→ **Goal**
Copy out the data from the line containing "Q: Locate the player's" through the end of the data, changing "per instance" to "for each instance" and leaving all else as it is.

→ **Entries shown**
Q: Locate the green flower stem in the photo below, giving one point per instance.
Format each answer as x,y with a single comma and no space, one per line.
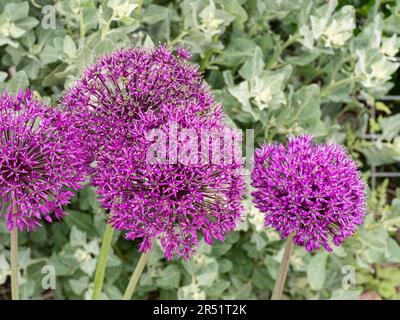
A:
283,269
136,275
102,262
14,264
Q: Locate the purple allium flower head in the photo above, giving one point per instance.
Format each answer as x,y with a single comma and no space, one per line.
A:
138,86
40,158
313,191
128,94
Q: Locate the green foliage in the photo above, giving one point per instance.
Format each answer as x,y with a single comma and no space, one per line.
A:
280,67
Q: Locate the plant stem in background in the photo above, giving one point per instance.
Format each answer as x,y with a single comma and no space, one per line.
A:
14,264
283,269
136,275
102,262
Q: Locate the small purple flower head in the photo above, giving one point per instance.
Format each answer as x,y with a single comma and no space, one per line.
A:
312,191
184,52
40,158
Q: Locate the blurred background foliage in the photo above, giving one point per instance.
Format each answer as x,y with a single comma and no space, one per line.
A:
278,66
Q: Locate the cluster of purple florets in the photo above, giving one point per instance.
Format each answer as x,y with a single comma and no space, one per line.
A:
41,157
314,192
129,93
107,119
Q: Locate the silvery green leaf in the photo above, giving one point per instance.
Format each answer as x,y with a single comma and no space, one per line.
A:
254,66
267,91
69,46
390,127
89,266
3,76
16,11
79,285
191,292
18,82
242,93
27,23
169,277
382,153
342,294
390,46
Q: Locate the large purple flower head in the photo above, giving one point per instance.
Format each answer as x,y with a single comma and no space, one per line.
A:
136,86
130,94
40,158
312,191
171,200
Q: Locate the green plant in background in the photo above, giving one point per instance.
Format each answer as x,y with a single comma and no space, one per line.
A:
280,67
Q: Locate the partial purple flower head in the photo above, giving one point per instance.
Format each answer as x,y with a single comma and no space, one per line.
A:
173,200
129,93
314,192
137,85
40,158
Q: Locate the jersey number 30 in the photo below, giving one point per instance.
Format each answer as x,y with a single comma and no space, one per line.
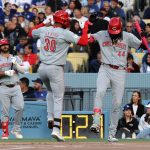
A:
50,45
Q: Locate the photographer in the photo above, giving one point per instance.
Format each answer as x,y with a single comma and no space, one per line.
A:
144,125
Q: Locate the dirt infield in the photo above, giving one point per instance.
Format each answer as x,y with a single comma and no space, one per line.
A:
74,145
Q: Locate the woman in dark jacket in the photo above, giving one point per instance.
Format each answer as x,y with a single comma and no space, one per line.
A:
145,67
138,109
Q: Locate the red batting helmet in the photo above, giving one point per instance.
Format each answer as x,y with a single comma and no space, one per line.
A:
4,42
115,25
62,17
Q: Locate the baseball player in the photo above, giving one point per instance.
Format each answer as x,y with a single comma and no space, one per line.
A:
10,90
114,45
55,41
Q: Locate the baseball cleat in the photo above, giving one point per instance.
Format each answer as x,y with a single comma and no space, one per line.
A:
95,128
50,124
5,136
17,134
112,139
57,136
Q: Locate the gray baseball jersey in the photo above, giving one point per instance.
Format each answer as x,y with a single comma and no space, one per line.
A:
5,64
11,95
54,44
116,54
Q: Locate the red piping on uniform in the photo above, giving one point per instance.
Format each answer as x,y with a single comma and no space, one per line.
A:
36,27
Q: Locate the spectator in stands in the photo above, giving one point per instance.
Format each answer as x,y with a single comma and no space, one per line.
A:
39,92
1,16
99,3
35,11
42,16
116,10
129,27
95,64
144,124
38,2
24,40
127,125
120,4
36,21
79,17
13,32
71,8
27,14
75,28
106,6
92,6
68,68
147,29
137,18
98,25
29,56
49,14
137,108
28,92
146,13
85,12
54,4
22,21
145,67
132,67
128,8
14,20
2,33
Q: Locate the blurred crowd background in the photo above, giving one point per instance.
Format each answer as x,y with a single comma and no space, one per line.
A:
17,17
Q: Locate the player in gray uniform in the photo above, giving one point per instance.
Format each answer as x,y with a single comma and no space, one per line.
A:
55,43
10,91
114,45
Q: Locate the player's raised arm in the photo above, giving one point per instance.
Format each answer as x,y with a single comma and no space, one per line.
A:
83,41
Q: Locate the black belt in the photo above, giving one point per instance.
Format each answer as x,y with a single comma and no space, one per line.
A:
9,85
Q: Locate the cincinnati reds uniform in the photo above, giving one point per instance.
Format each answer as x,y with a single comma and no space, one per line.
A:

→ **Right answer**
Q: Locate the player's raised arm in the photo above, giving one point for each instance.
Format each answer as x,y with a single comma and no space, one per line.
A:
83,41
Q: Locate the black belt in the photo above, giving one point for each instance.
Format each answer as x,y with a single comma and no space, one per line.
A:
9,85
Q: Locate the cincinnati reds uniform in the photo above, giving one point for each instance.
Format each answer as x,y with a single comma and no space, one per line.
A:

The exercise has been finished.